◆ 本演習の課題:
**1)** 液晶ディスプレイの視野角に関する文章によると、視野角特性の原因は何ですか。
**2)** 液晶ディスプレイの視野角に関する文章を、最後の文の後から書き継いでください。

◆ 本文抜粋:
· · ·

このため、LCD法線方向から外れた角度から表示を見
た場合、コントラストが低下したり、階調表示が逆転す
る階調反転などの現象が起こるという視野角特性を示
す。
【0003】この視野角特性は液晶分子の屈折率異方性
が原因であることから、液晶分子の屈折率異方性による
位相差を補償するための液晶とは逆の屈折率異方性を示
す位相差フィルムを用いた改良が検討されている。視野
角特性の改良は黒表示即ち電圧印加状態における視野角
特性を改良することで大きな効果が得られる。電圧印加
状態では液晶分子はガラス基板に垂直に近い状態に配向
していることから、この状態をガラス基板法線方向に光
学軸を有する正の屈折率異方体と見なして、これを補償
する位相差フィルムとしてフィルム法線方向に光学軸を
有しかつ負の屈折率異方性を有する位相差フィルムを用
いる方法が特開平2−015239号公報や特開平3−
103823号公報などに開示されている。また、実際
のLCDにおいては電圧印加状態にあってもガラス基板
付近の液晶は基板の配向膜の拘束力のためにガラス基板
に近い部分では傾斜状態のままであることから、位相差
フィルムの光学軸がフィルム法線方向から傾斜した方向
にありかつ負の屈折率異方性を有する位相差フィルムを
用いる方法も特開昭63−239421号公報や特開平
6−214116号公報などに記載されている。また別
の方法として、液晶と同じ正の屈折率異方性を持ちなが
らも、光学軸をフィルム法線方向から傾斜させた状態と
した位相差板を用いても視野角特性を改良できること
が、特開平5−080323号公報、特開平7−306
406号公報やWO96/10773号公報などに記載
されている。
【0004】最近TN−LCDはパーソナルコンピュー
タを初めとする多様な用途に利用されるようになり、大
型化、高精細化、広視野角化、軽量化や低コスト化が強
く求められている。フィルム法線方向に光学軸を有しか
つ負の屈折率異方性を有する位相差フィルムを用いた場
合には、視野角の改良効果が必ずしも十分ではない。ま
た、光学軸がフィルム法線方向から傾斜した方向にあり
かつ負の屈折率異方性を有する位相差フィルムでは、視
野角の改良効果は大きいものの、特開昭63−2394
21号公報に開示されているような負の屈折率異方性を
示すように配向した高分子ブロックから光学軸がフィル
ム法線方向から傾斜した方向となるように切りだす方法
では均一でかつ大面積の位相差フィルムを効率よく得る
ことは難しく、特開平6−214116号公報に開示さ
れているような円盤状の液晶化合物を用いる方法では液
晶化合物の製造や液晶の均一配向が難しくコスト的に不
利である。

· · ·

◆ 表示データ:

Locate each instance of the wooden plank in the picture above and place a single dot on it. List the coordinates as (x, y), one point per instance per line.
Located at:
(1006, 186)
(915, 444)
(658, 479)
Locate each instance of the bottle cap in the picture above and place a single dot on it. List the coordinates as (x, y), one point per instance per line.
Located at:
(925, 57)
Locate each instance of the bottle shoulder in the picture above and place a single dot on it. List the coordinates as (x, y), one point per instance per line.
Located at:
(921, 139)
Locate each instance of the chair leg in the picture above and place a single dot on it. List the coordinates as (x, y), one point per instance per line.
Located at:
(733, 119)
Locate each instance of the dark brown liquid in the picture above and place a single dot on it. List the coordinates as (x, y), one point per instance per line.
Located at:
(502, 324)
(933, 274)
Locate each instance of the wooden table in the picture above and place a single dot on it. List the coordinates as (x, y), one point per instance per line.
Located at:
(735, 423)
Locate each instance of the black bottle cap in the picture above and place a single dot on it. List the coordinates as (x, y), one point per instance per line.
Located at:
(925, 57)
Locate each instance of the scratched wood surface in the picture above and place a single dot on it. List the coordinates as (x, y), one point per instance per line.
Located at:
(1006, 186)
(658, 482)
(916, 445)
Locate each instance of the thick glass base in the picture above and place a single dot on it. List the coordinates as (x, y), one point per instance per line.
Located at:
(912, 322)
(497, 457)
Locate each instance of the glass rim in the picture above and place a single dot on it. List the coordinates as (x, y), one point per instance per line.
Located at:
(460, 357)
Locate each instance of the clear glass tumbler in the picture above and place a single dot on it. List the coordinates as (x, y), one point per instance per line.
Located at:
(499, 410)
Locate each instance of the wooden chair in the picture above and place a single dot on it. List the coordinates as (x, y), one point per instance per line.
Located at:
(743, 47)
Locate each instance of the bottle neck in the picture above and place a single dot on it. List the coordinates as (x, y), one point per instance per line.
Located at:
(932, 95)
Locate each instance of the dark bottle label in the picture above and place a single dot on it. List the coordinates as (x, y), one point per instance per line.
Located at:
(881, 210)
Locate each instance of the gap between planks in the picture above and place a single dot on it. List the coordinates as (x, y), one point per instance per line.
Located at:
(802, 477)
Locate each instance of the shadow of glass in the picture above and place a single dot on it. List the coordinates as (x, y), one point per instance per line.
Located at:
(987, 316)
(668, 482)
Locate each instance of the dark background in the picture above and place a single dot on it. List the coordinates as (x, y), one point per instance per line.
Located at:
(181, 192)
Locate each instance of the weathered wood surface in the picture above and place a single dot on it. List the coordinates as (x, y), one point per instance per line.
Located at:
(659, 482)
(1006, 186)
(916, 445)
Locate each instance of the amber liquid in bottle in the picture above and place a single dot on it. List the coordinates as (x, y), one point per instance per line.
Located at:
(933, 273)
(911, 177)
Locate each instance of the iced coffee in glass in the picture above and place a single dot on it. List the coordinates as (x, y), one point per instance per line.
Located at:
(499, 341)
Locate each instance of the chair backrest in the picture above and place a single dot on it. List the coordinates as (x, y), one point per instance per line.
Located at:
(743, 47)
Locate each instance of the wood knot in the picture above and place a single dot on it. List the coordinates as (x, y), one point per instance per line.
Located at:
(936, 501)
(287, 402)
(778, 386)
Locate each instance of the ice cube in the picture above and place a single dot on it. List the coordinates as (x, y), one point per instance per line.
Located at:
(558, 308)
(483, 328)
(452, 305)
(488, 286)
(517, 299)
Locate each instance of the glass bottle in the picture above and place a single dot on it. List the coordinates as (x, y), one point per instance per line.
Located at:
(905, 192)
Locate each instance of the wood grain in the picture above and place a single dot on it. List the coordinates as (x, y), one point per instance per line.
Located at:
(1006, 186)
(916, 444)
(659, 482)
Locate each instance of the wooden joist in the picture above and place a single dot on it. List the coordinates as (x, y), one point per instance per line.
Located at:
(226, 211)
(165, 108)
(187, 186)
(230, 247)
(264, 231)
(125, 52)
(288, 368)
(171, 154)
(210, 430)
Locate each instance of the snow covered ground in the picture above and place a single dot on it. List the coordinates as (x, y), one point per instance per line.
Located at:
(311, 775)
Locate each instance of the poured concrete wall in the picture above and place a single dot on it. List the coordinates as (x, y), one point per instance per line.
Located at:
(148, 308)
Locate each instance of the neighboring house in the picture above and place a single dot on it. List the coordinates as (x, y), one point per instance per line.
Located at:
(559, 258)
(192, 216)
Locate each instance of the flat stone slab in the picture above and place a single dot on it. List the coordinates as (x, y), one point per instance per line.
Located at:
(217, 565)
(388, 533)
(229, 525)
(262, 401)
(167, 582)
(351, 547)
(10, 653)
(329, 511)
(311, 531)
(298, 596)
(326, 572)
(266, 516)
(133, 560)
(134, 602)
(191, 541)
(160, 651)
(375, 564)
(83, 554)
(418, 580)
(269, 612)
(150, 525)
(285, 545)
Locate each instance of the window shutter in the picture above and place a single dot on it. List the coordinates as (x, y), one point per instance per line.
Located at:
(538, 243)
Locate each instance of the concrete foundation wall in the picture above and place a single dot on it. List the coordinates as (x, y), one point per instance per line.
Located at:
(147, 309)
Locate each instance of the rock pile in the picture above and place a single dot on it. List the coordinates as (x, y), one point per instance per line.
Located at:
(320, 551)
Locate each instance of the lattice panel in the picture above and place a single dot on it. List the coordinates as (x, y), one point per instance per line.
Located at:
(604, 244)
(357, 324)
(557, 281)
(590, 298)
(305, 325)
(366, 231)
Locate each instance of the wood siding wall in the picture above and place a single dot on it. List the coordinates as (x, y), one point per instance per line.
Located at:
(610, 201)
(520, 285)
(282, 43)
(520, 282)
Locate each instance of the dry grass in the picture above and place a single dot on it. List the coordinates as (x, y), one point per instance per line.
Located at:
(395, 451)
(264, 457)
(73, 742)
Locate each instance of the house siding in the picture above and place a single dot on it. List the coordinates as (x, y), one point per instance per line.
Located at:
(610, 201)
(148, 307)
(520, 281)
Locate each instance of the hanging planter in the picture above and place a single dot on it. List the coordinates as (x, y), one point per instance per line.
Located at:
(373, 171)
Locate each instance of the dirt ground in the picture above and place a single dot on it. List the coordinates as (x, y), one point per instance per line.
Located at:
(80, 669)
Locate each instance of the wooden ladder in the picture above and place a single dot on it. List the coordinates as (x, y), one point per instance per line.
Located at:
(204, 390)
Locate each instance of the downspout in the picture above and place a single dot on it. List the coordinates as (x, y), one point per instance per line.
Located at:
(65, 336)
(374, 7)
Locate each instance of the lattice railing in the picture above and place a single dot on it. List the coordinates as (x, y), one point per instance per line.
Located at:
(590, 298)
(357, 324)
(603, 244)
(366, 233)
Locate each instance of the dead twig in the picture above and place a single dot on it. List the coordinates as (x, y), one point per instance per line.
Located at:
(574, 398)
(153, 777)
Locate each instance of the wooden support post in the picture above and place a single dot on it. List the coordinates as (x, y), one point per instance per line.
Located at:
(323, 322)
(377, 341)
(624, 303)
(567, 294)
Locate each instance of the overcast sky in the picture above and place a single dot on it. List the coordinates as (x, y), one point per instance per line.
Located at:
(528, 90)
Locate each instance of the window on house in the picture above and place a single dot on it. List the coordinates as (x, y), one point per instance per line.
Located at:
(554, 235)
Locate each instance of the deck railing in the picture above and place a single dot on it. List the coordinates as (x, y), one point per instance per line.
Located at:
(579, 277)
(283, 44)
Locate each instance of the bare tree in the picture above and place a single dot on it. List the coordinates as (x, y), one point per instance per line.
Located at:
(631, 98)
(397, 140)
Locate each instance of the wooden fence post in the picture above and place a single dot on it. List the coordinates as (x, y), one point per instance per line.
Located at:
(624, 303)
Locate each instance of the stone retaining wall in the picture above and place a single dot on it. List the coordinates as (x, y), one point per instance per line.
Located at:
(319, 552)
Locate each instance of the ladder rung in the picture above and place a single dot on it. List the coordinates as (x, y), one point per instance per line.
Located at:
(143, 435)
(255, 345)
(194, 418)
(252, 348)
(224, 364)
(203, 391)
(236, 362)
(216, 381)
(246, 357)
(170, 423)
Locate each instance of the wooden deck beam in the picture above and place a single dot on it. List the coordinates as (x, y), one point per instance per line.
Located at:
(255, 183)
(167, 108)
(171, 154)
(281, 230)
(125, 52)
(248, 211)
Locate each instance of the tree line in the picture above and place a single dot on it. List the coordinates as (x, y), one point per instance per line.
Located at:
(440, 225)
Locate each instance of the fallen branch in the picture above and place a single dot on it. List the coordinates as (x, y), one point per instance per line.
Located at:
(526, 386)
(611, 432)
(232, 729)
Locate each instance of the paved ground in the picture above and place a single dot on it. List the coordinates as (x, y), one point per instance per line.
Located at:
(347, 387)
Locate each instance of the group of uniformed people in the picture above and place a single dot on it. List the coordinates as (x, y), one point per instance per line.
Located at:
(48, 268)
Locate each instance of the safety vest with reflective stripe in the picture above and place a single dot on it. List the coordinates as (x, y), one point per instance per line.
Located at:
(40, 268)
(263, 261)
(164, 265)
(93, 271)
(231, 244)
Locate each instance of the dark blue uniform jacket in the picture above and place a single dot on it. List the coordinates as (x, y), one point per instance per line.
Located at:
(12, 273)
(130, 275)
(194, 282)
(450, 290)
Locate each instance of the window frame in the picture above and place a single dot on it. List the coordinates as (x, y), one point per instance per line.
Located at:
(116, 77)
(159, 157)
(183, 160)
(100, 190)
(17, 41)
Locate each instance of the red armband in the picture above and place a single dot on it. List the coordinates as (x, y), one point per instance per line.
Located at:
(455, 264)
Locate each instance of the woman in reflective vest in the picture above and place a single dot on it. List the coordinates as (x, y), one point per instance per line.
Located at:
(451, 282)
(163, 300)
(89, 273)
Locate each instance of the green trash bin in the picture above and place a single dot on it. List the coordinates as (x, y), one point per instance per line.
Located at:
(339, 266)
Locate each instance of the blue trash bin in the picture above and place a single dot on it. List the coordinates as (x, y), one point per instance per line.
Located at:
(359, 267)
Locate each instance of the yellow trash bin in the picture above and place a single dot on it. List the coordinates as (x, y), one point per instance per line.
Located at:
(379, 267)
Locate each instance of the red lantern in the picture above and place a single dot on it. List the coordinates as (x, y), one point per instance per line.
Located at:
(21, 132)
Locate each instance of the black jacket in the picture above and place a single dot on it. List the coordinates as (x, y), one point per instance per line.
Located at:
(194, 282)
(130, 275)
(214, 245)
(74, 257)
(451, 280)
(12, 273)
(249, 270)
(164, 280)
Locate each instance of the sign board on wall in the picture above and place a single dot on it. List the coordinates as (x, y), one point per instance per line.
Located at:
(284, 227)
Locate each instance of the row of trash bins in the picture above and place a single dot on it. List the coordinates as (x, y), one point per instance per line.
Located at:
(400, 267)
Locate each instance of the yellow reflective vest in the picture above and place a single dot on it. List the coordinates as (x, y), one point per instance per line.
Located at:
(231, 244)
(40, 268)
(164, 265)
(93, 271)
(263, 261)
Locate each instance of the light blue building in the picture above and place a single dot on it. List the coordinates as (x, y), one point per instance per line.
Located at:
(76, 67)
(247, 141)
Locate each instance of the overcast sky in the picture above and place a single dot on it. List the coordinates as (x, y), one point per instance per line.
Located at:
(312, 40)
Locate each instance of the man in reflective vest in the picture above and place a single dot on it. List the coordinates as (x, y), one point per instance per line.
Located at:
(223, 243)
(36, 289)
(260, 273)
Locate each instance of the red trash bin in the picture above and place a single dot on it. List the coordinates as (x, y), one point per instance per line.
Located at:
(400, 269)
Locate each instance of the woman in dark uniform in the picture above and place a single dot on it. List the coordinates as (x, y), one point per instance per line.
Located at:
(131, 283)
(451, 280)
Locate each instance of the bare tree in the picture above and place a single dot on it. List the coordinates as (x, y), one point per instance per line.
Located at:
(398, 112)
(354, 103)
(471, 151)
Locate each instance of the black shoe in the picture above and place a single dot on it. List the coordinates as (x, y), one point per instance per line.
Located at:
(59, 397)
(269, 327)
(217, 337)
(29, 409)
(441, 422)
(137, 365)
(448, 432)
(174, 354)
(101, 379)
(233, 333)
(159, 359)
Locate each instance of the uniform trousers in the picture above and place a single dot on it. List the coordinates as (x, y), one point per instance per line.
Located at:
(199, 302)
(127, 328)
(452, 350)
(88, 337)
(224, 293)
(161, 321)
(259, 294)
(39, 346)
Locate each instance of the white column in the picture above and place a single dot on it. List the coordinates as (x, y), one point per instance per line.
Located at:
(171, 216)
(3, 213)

· · ·

◆ 解答例:
**1)** 液晶分子の屈折率異方性が原因です。

**2)**
【0005】光学軸がフィルム法線方向から傾斜した方
向にありかつ正の屈折率異方性を有する位相差フィルム
を用いた場合でも、視野角の改良効果は大きいものの、
特開平5−080323号公報に開示されているような
正の屈折率異方性を示すように配向した高分子ブロック
から光学軸がフィルム法線方向から傾斜した方向となる
ように切り出す方法では均一でかつ大面積の位相差フィ
ルムを効率よく得ることは難しく、また、特開平7−3
06406号公報に開示されているApplied O
ptics 28巻(1989年)、2466頁〜24
82頁に記載されているようなガラス基板上への無機誘
電体の斜方蒸着による方法や、WO96/10773号
公報に開示されているようなガラス基板上へのTa2O
5の斜方蒸着による方法では、光学軸が法線方向から傾
斜した方向にありかつ正の屈折率異方性を有する位相差
板を得ることはできるが、これらの方法ではガラス基板
を用いるため、重く、柔軟性に欠け、量産性に劣る位相
差板しか得ることはできない。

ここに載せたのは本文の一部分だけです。